Exercise requirements
1. In the part of the Unbound FAQ that opens with the words containing "How is AASB" and closes with "CASBs were designed.", swap "Salesforce" for "Workday" and give that part again.
2. Carry on the Unbound FAQ from the point where it stops.

Passage
· · ·

Competitive Differentiation

How is Unbound different from SAST, DAST, and traditional AppSec tools?

SAST and DAST inspect code and running applications for vulnerabilities. They are necessary, and they do not solve agent security. The gap is temporal and behavioral. SAST runs after code is committed. DAST runs against an application in a test environment. Both miss the window in which an AI coding agent, acting autonomously with developer credentials, can install a malicious package, leak an API key, or execute a destructive shell command. AASB operates during the act. Unbound's controls evaluate agent actions at runtime, at the endpoint, before any code is produced or any command is run. Think of the relationship the way you think about CASB versus antivirus: different layers of the stack, both needed, neither a substitute for the other.

How is Unbound different from the built-in safety controls in Claude Code, Cursor, and other agents?

Built-in agent controls are per-tool, inconsistent, and developer-controlled. Every agent has its own warnings, its own permission prompts, and its own settings file. A developer can disable them. A security team cannot centrally enforce them, cannot audit them, and cannot see what the developer actually approved. Unbound replaces that patchwork with a single, centrally defined policy that every agent respects. The policies are consistent across Claude Code, Cursor, Codex, Windsurf, and the rest. Enforcement is not advisory. Unbound can block an action, not just warn, and approvals route to a security reviewer rather than to the developer who is trying to ship code in the next five minutes.

How is AASB different from CASB?

CASB secures employee access to cloud applications: who can log into Salesforce, which files can leave Dropbox, which SaaS apps are approved for enterprise use. AASB secures agent access to tools, files, systems, and actions: which coding agents are running, what terminal commands they can execute, which MCP servers they can invoke, and what data they can send to which LLMs. The analogy matters because the control pattern is the same. A new class of non-human actor has gained broad access to enterprise resources, and the existing security stack has no native way to see or govern it. Unbound is applying the CASB playbook to agents, with discovery, assessment, and policy enforcement built for autonomy that didn't exist when the first CASBs were designed.

Deployment and Trust

How long does it take to deploy Unbound?

· · ·

Spatial localization data
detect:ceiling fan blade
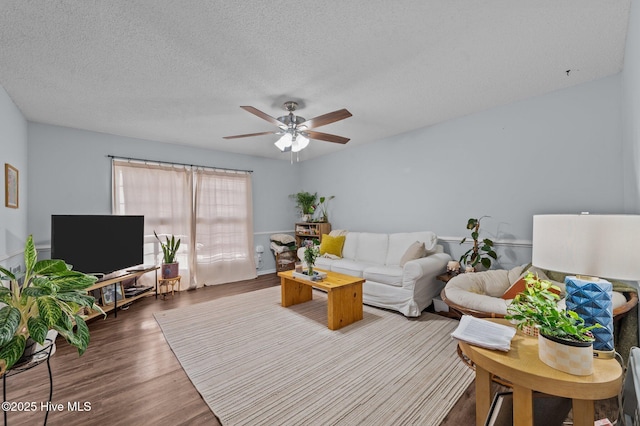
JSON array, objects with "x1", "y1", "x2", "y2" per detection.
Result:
[
  {"x1": 299, "y1": 108, "x2": 351, "y2": 128},
  {"x1": 240, "y1": 106, "x2": 282, "y2": 126},
  {"x1": 222, "y1": 132, "x2": 278, "y2": 139},
  {"x1": 302, "y1": 130, "x2": 350, "y2": 143}
]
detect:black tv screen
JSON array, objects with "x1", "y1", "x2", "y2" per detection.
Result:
[{"x1": 51, "y1": 215, "x2": 144, "y2": 274}]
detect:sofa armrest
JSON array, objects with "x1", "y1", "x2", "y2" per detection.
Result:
[{"x1": 402, "y1": 253, "x2": 451, "y2": 287}]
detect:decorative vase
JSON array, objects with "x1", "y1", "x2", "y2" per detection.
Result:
[
  {"x1": 162, "y1": 262, "x2": 180, "y2": 278},
  {"x1": 522, "y1": 325, "x2": 540, "y2": 337},
  {"x1": 538, "y1": 334, "x2": 593, "y2": 376}
]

· · ·

Answers by item number
1.
How is AASB different from CASB?

CASB secures employee access to cloud applications: who can log into Workday, which files can leave Dropbox, which SaaS apps are approved for enterprise use. AASB secures agent access to tools, files, systems, and actions: which coding agents are running, what terminal commands they can execute, which MCP servers they can invoke, and what data they can send to which LLMs. The analogy matters because the control pattern is the same. A new class of non-human actor has gained broad access to enterprise resources, and the existing security stack has no native way to see or govern it. Unbound is applying the CASB playbook to agents, with discovery, assessment, and policy enforcement built for autonomy that didn't exist when the first CASBs were designed.

2.
Deployment is measured in days for a full org rollout, minutes for an individual user. Unbound uses two entry points that can be staged independently. Native hooks at the coding agent account level are activated centrally from the Unbound dashboard and take effect for every user who signs in. The workstation-level agent is packaged as a simple script that the customer's MDM provider (JAMF, Intune, Kandji) deploys automatically across every laptop in scope. Security teams can start with discovery in read-only mode to get visibility first, then layer on policy enforcement once the baseline is understood. Developer workflows and productivity are unaffected throughout. The 30-day Pro trial requires no credit card, no sales call, and no feature gating, which means a security lead can validate the product on their own environment before involving procurement.

Is Unbound SOC 2 compliant, and what is your data privacy posture?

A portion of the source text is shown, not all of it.